──────── Dataset extract ────────

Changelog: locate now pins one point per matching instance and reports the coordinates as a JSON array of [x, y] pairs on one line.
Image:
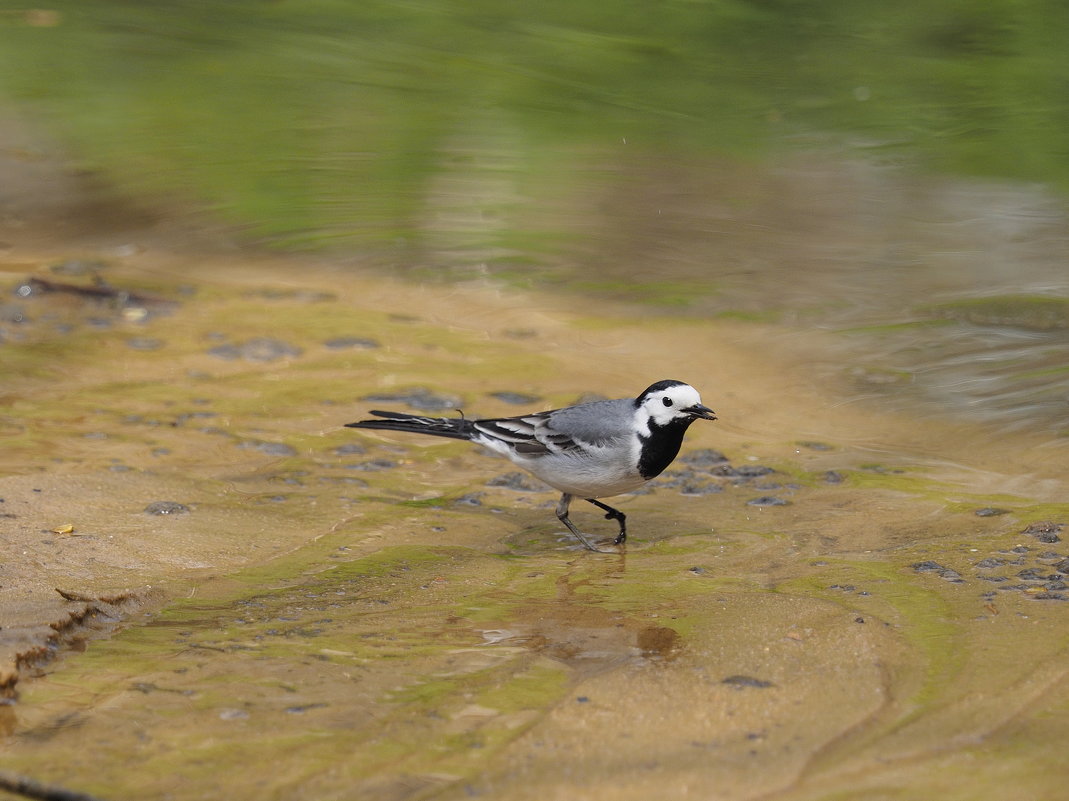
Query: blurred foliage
[[324, 122]]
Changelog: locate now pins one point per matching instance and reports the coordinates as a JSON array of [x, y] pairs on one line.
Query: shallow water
[[375, 616]]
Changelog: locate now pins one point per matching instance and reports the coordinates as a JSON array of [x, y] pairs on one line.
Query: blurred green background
[[323, 123]]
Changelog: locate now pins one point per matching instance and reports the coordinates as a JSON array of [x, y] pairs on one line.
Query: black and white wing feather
[[559, 431]]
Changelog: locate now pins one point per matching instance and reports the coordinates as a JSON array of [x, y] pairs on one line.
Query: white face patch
[[665, 405]]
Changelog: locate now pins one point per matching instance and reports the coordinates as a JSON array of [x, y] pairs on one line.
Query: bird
[[590, 450]]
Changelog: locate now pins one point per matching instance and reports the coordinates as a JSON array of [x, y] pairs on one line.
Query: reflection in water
[[888, 264]]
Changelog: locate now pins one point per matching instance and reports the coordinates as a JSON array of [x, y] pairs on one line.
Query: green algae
[[1034, 312]]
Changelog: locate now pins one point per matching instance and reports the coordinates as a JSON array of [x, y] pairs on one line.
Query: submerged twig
[[30, 788]]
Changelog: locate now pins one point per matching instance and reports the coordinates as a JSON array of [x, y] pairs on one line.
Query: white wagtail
[[590, 450]]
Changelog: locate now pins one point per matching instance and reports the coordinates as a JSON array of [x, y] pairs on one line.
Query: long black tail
[[453, 428]]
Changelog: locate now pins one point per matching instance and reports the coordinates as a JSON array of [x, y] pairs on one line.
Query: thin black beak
[[699, 411]]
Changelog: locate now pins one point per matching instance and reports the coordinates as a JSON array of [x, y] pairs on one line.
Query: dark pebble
[[259, 349], [517, 481], [767, 501], [419, 398], [517, 399], [275, 449], [341, 343], [1046, 532], [740, 680], [166, 507], [78, 266], [350, 449]]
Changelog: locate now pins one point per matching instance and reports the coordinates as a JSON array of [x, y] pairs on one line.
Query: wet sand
[[375, 617]]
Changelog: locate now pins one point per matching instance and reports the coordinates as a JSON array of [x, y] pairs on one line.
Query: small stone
[[350, 449], [924, 567], [166, 507], [767, 501], [276, 449], [1046, 532]]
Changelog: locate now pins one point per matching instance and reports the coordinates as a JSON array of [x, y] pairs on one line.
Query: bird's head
[[669, 402]]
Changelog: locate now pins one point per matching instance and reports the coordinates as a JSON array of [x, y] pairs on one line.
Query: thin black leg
[[566, 499], [616, 514]]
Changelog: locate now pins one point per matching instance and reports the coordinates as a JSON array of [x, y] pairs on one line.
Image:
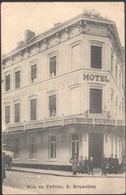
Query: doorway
[[96, 147]]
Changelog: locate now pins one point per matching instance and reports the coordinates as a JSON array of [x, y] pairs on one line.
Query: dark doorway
[[96, 147]]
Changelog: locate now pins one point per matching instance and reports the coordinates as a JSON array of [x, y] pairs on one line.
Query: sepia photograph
[[63, 98]]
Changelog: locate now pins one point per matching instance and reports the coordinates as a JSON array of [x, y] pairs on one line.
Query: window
[[52, 146], [52, 105], [112, 60], [75, 97], [116, 72], [7, 114], [17, 79], [52, 66], [75, 144], [95, 100], [76, 56], [7, 80], [33, 73], [96, 57], [33, 147], [112, 144], [120, 79], [17, 112], [33, 108], [16, 148]]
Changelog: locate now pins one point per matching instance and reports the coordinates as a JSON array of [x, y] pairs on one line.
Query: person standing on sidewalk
[[90, 166], [85, 165], [3, 166], [74, 162], [81, 165], [103, 165], [116, 164], [111, 164]]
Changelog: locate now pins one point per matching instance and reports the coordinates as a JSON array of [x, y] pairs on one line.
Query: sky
[[41, 16]]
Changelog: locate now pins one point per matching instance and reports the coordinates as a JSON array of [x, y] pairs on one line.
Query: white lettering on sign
[[92, 77]]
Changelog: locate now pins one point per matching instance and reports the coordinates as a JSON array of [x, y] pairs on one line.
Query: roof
[[87, 15]]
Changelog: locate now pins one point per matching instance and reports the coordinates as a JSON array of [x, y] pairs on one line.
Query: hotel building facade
[[63, 93]]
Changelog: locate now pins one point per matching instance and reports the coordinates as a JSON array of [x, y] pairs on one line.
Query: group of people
[[108, 165]]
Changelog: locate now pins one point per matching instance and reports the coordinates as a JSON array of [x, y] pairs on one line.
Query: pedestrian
[[3, 166], [85, 165], [103, 165], [111, 164], [81, 165], [116, 164], [74, 162], [90, 165]]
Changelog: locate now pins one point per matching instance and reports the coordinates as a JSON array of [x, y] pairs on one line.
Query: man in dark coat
[[90, 165], [85, 165], [111, 164], [116, 164], [81, 165], [3, 166], [74, 162], [103, 165]]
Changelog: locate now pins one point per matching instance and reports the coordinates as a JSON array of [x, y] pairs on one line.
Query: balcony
[[98, 119]]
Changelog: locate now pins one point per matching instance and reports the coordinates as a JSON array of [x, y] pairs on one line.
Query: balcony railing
[[63, 121]]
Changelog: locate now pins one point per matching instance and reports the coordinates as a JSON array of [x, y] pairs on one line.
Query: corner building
[[63, 93]]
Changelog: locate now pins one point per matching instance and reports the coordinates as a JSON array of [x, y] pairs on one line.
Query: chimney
[[28, 35], [20, 43]]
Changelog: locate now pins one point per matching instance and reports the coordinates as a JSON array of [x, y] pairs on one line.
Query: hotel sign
[[95, 77]]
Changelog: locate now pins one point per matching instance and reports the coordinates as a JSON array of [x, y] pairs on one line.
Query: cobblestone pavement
[[49, 184]]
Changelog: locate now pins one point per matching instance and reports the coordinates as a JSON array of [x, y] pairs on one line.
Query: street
[[35, 183]]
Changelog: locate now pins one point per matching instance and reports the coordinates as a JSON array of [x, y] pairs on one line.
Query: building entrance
[[96, 147]]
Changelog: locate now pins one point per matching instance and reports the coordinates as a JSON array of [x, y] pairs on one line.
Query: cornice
[[80, 22]]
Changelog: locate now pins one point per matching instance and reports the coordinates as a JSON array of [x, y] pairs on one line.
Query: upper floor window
[[7, 114], [33, 108], [7, 82], [52, 66], [116, 71], [76, 56], [17, 79], [112, 60], [95, 100], [33, 73], [75, 96], [120, 78], [96, 56], [17, 112], [17, 148], [52, 106], [52, 146], [33, 147]]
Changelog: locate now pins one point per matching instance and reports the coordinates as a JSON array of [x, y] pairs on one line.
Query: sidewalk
[[97, 172], [9, 190]]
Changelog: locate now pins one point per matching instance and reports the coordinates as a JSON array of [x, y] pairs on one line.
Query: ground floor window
[[75, 144], [32, 147], [52, 146], [16, 148]]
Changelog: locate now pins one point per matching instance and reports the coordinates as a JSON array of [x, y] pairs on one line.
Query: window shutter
[[49, 152], [7, 82], [33, 71], [76, 57], [53, 64], [96, 57], [52, 101]]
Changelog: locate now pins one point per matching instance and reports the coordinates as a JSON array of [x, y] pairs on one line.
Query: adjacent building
[[63, 93]]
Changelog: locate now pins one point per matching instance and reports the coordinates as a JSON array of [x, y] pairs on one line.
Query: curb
[[62, 175]]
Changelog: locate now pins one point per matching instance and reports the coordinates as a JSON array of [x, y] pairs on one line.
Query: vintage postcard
[[63, 98]]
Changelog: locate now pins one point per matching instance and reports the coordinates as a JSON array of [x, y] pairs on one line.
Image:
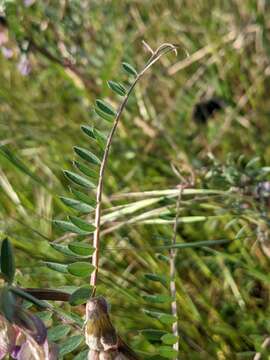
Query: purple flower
[[7, 53], [28, 3], [24, 66]]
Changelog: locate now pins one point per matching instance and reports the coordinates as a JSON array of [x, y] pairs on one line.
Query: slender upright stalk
[[163, 49], [173, 271]]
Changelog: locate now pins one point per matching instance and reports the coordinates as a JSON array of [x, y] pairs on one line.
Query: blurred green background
[[55, 60]]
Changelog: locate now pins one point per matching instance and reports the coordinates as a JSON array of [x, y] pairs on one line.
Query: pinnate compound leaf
[[156, 278], [152, 334], [79, 180], [157, 299], [117, 88], [95, 135], [87, 155], [63, 249], [83, 197], [24, 295], [86, 170], [81, 249], [70, 344], [80, 269], [82, 224], [167, 352], [104, 115], [129, 69], [77, 205], [169, 339], [83, 355], [62, 268], [67, 226], [81, 295], [58, 332], [167, 319], [7, 304], [105, 107]]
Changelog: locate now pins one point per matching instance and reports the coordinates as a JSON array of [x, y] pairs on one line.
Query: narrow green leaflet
[[83, 197], [79, 180], [157, 278], [81, 249], [7, 304], [7, 261], [28, 297], [86, 155], [169, 339], [117, 88], [105, 107], [89, 131], [83, 355], [62, 268], [157, 299], [70, 344], [67, 226], [82, 224], [129, 69], [58, 332], [95, 134], [167, 352], [152, 334], [81, 295], [86, 170], [77, 205], [80, 269], [167, 319], [104, 115], [101, 138], [63, 249]]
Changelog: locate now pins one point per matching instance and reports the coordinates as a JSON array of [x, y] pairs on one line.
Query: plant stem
[[163, 49], [173, 252]]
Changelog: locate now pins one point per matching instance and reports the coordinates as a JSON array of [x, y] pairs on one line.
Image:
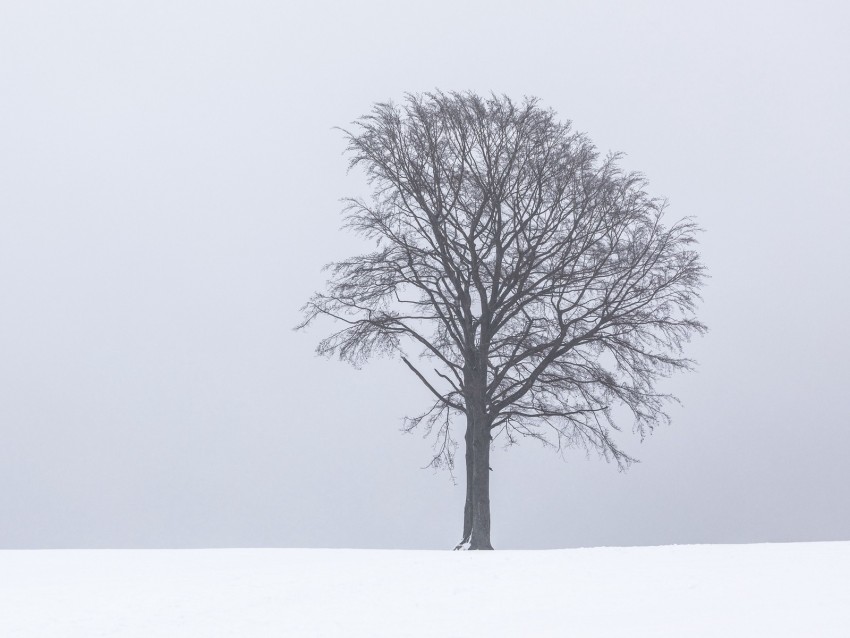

────────

Here the lines from the one with "Query: slender upright stalk" through the last line of the data above need to be repeated exactly, both included, and any picture omitted.

Query: slender upright stalk
[[163, 49], [173, 271]]
Changelog: locate now pins one point per matching instance and reports the coordinates as a JSON array of [x, y] pairs on one line.
Query: blurred green background
[[55, 60]]
Changelog: locate now pins one point per matching instance and reports the coordinates as a JSON array of [x, y] pairs on one line.
Query: pinnate compound leaf
[[156, 278], [152, 334], [79, 180], [157, 299], [117, 88], [95, 135], [87, 155], [63, 249], [83, 197], [24, 295], [86, 170], [81, 249], [70, 344], [80, 269], [82, 224], [167, 352], [104, 115], [129, 69], [77, 205], [169, 339], [83, 355], [62, 268], [67, 226], [81, 295], [58, 332], [167, 319], [7, 304], [105, 107]]
Changelog: locate now pins one point per matching instance and reports the coordinates as a JSON array of [x, y] pairs on one line.
Query: narrow green leaflet
[[83, 197], [79, 180], [157, 278], [81, 249], [7, 304], [7, 261], [28, 297], [86, 155], [169, 339], [117, 88], [105, 107], [89, 131], [83, 355], [62, 268], [157, 299], [70, 344], [67, 226], [82, 224], [129, 69], [58, 332], [95, 134], [167, 352], [152, 334], [81, 295], [86, 170], [77, 205], [80, 269], [167, 319], [104, 115], [101, 138], [63, 249]]
Changelog: locate now pins one point per matching instance and reports the coordinates as a JSON array of [x, y] pairs on one line.
Query: plant stem
[[163, 49], [173, 252]]
Changelog: locate now pins one point per matching instance and reports the coordinates as a JSON array of [x, y] pairs on one line.
Image:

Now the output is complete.